Repeat the entries below in full, with every character unchanged.

GIVEN RECORDS:
· · · · · · ·

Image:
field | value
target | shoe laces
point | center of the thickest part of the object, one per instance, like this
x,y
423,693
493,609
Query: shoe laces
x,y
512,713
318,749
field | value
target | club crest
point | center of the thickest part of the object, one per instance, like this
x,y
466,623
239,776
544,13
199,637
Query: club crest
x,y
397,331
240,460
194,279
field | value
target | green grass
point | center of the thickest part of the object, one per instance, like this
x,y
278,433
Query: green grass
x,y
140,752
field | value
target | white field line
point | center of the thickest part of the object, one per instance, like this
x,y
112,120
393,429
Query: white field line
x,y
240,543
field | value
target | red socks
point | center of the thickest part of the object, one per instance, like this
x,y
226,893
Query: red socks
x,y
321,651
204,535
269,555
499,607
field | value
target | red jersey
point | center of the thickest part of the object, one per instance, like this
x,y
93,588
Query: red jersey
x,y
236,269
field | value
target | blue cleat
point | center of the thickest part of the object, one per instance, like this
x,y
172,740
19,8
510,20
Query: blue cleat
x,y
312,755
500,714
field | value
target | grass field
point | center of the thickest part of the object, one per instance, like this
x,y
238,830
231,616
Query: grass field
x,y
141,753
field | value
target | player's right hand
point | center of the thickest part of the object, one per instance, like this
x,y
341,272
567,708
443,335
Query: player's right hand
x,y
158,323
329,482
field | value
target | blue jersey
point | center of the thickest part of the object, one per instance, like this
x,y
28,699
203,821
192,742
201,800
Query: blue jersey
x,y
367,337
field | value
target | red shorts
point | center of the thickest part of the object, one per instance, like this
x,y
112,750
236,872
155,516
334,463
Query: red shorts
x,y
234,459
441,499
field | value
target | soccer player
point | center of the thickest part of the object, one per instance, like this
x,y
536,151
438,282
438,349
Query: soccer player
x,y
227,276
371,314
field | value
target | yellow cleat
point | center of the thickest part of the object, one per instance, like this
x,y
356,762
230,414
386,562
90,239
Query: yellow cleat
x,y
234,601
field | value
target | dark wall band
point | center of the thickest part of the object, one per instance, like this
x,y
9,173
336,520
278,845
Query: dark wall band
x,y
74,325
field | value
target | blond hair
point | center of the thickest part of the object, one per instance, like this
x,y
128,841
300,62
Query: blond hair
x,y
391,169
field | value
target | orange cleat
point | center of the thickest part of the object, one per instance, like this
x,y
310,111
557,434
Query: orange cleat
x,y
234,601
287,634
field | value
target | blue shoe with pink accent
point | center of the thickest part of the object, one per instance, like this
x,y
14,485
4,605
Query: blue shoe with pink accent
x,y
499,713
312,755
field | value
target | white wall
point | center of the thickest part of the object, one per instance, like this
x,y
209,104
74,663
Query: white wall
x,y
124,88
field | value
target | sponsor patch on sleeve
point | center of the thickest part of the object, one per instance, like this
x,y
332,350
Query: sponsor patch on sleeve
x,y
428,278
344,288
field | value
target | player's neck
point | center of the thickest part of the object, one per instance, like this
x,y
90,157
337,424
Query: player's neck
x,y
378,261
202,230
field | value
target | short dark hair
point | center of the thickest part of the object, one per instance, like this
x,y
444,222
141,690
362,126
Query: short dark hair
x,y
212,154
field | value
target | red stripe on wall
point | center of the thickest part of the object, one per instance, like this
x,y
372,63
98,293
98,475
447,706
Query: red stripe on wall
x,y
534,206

· · · · · · ·

WRITTEN RESPONSE:
Image:
field | value
target | shoe laces
point | center of the thickest part of the object, one per instance, like this
x,y
423,693
493,609
Query: shoe laces
x,y
512,713
318,749
field | value
target | club crest
point | center of the thickest part of the object, one per instance, like this
x,y
466,623
239,776
544,13
199,637
Query: club crest
x,y
397,331
240,460
194,279
field | value
target | green grass
point | center of the thickest part of the object, one per instance, like this
x,y
278,433
Query: green grass
x,y
140,752
field | value
target | white field line
point | center of the thickest part of the object, one per instance, like this
x,y
112,120
393,429
Query: white field line
x,y
240,543
field | value
target | red socks
point | center of the thickest part of the object, one per instance, like this
x,y
226,893
Query: red socks
x,y
321,651
204,535
269,555
499,607
field | value
target | red jersey
point | center of the thickest part of the object, one per instance, like this
x,y
93,588
Query: red jersey
x,y
236,269
field | value
target | blue cleat
point | center of the thickest part of the object, one per instance, like this
x,y
172,740
19,8
510,20
Query: blue cleat
x,y
312,755
500,714
field | value
target | grass field
point | center of the thickest part of the object, one per instance, like this
x,y
238,830
231,616
Query: grass field
x,y
141,753
field | value
target | player's right hand
point | center of the thickest part of the object, one per instance, like this
x,y
341,272
567,708
443,335
Query: player's right hand
x,y
158,323
329,482
field | value
target | blue jersey
point | center of the thickest part of the object, one per instance, like this
x,y
28,699
203,821
192,742
201,800
Query: blue jersey
x,y
367,337
field | value
target | red shorts
point | center of the thickest part of the object, one per instance, like this
x,y
112,750
236,872
155,516
334,463
Query: red shorts
x,y
234,459
441,499
field | value
target | soccer player
point | center of the thickest part of the object, one per instance, like this
x,y
536,151
438,282
438,349
Query: soccer player
x,y
227,276
371,314
field | value
target | yellow cleat
point | center of the thickest part of the object, one per instance, like this
x,y
356,762
230,414
386,562
90,239
Query: yellow cleat
x,y
234,601
field | value
target | dark wall band
point | center of the thickest part of the object, one per instance, like this
x,y
9,173
336,520
278,845
Query: dark wall band
x,y
74,325
field | value
target | blond hair
point | center of the thickest part of the object, one per instance, like this
x,y
128,841
300,62
Query: blond hair
x,y
391,169
field | value
target | orange cleat
point | center of the thickest part of the object, one per instance, like this
x,y
310,111
557,434
Query: orange cleat
x,y
234,601
287,634
field | value
target | blue shoe with pink accent
point | center of the thickest part of the object, one per instance, like this
x,y
14,485
4,605
Query: blue shoe with pink accent
x,y
499,713
312,755
field | value
target | white wall
point | center of the thickest part of the object, one per instance, like this
x,y
209,104
74,663
Query: white wall
x,y
124,88
field | value
target | sponsor patch on sleeve
point | center of the thickest part of the object, one per instance, like this
x,y
332,350
Query: sponsor patch on sleeve
x,y
428,278
344,288
field | value
target | player's neck
point | center of the thickest part of the object, one per instance, like this
x,y
90,157
337,424
Query: player's neck
x,y
378,261
202,230
field | value
target | short dark hair
point | center of the thickest part of the object, one per instance, like this
x,y
444,222
141,690
362,126
Query: short dark hair
x,y
212,154
field | value
target | red stripe on wall
point | center of the thickest part of the object, one per instance, like this
x,y
372,63
98,293
98,475
447,706
Query: red stripe on wall
x,y
534,206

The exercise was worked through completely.